Count the lines in the records that contain the string "fence" and give only the number.

[Stored entries]

----------

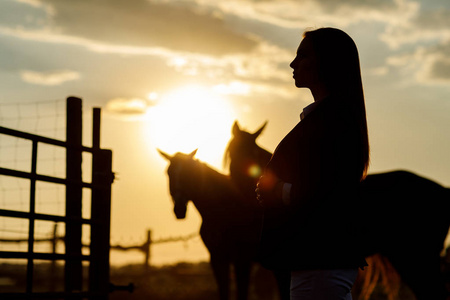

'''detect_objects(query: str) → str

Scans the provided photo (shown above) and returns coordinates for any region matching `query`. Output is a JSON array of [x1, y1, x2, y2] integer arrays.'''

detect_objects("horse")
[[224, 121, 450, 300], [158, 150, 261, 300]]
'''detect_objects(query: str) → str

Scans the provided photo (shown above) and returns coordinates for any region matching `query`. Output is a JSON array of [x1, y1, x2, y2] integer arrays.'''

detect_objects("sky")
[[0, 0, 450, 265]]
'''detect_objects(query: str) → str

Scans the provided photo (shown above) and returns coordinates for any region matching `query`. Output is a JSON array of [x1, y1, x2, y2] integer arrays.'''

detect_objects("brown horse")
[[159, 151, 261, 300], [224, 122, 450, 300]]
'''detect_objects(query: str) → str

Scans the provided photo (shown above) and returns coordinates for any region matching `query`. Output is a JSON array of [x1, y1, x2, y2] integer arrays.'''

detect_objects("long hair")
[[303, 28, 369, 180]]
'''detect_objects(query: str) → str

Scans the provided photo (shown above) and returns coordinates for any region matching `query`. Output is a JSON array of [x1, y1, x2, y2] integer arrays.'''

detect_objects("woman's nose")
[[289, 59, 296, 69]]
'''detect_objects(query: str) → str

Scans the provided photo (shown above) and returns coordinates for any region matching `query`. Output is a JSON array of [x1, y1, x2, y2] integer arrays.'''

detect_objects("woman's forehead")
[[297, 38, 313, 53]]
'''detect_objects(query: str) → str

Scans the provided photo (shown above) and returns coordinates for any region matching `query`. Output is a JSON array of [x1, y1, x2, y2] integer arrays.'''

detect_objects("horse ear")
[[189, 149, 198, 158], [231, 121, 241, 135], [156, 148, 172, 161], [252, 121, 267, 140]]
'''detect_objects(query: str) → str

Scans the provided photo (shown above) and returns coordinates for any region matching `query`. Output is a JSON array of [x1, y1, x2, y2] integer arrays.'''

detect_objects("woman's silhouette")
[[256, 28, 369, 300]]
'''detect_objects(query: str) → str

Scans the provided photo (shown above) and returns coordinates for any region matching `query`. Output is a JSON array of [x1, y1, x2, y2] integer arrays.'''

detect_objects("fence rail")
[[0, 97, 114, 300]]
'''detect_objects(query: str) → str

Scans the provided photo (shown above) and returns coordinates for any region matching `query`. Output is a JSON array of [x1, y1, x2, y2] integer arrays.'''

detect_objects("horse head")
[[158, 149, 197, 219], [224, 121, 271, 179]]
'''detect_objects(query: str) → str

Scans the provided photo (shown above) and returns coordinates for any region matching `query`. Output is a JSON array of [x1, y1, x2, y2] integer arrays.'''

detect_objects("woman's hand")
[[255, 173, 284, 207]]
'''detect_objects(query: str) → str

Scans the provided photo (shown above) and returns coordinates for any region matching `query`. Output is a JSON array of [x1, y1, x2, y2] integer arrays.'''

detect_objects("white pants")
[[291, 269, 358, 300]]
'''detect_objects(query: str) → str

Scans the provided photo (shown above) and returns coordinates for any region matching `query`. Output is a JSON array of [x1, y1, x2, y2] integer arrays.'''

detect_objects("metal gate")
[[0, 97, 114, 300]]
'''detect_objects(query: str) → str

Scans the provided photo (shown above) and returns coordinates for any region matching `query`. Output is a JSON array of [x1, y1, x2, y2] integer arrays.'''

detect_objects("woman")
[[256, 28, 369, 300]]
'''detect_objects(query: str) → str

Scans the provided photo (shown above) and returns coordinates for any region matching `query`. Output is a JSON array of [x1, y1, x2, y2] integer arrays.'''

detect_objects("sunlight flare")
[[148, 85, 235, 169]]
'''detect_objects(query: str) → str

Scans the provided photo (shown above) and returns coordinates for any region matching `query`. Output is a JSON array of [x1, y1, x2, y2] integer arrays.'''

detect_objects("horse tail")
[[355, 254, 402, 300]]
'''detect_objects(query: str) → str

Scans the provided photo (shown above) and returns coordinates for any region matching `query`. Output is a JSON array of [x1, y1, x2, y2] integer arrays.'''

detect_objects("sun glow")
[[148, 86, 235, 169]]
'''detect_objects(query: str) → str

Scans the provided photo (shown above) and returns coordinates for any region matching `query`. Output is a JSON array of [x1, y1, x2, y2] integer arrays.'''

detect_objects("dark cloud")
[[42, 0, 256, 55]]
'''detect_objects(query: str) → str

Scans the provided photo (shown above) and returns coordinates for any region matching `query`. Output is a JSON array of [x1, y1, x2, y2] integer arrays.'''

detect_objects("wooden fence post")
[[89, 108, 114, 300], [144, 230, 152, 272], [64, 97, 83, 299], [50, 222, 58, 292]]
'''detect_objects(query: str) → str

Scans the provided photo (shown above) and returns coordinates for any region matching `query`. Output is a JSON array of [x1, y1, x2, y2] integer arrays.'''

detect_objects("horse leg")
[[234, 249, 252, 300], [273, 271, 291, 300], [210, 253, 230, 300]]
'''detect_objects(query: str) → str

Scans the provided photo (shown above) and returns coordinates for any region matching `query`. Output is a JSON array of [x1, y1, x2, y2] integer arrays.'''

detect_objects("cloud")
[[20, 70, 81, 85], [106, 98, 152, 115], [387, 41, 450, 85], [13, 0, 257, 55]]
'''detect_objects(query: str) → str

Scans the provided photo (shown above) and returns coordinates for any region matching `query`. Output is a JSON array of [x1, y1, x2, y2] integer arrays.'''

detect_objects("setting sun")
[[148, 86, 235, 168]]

----------

### Final result
2